● **Written problem**
Count the lines in the records below that contain the string "plastic", matching case exactly. Reply with the number only.

● **Material to process**

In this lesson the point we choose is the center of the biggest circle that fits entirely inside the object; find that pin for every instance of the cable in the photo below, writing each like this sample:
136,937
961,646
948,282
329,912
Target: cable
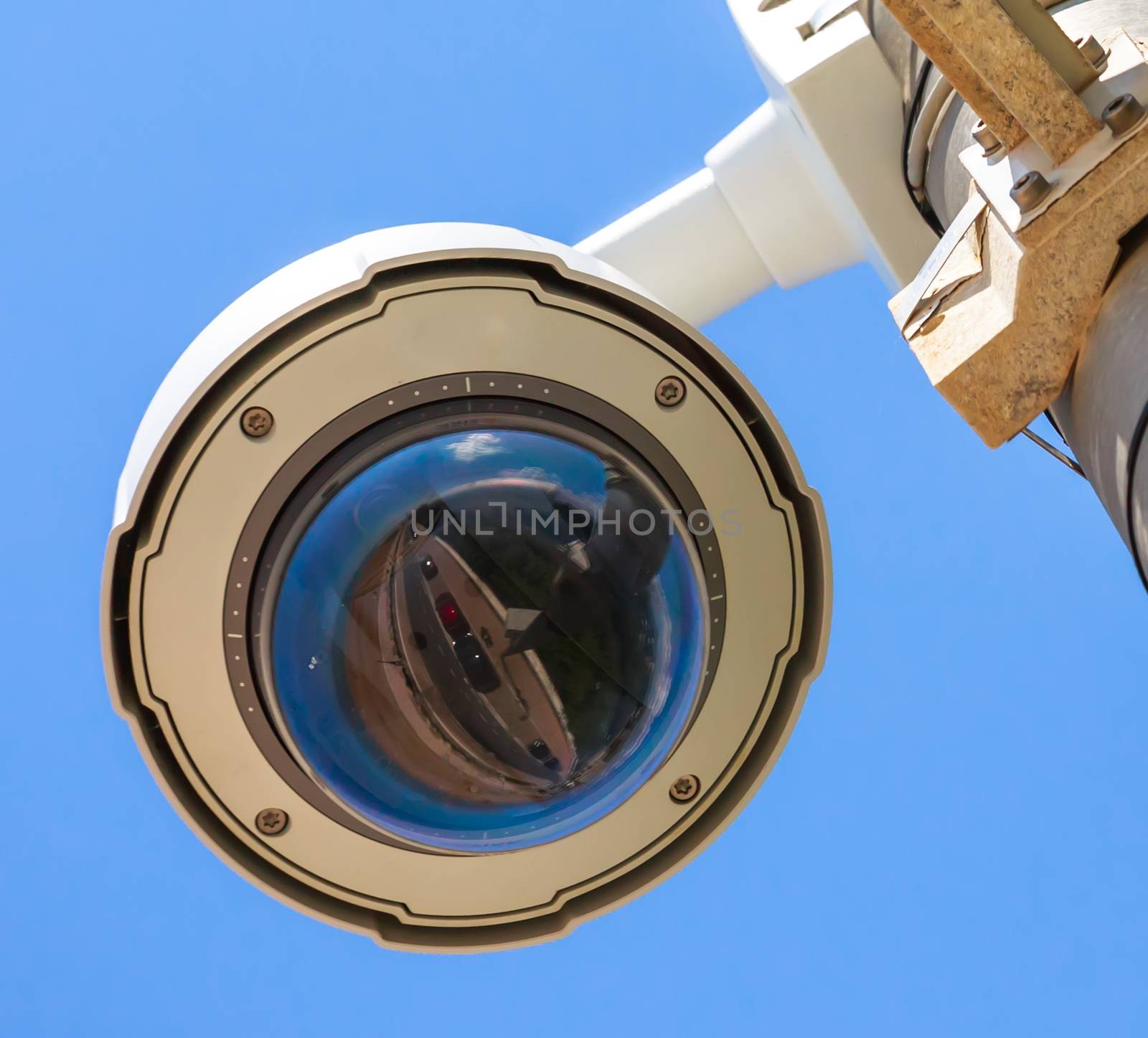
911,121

...

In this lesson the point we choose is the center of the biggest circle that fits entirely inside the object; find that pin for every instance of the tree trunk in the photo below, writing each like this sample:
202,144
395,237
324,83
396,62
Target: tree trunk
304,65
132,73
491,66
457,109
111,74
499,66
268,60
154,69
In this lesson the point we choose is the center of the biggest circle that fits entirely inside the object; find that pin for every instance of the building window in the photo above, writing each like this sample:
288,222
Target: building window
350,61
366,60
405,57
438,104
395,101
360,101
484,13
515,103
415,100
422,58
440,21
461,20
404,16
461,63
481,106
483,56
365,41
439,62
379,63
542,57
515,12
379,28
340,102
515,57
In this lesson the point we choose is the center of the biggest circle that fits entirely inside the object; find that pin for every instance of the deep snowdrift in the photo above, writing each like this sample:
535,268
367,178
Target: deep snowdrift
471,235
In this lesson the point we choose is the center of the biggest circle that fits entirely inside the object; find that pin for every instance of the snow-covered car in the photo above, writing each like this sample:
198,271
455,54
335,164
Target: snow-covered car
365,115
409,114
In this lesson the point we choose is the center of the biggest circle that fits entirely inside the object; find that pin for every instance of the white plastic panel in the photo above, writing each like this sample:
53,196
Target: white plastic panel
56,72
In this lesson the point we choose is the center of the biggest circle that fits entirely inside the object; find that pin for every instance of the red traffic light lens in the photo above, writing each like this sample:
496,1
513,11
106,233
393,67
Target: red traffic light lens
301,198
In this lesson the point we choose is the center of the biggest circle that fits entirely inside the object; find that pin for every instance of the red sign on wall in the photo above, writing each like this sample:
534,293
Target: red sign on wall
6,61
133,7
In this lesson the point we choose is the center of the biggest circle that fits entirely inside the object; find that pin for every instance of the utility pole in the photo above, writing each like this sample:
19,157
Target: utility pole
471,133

● **Complete output**
2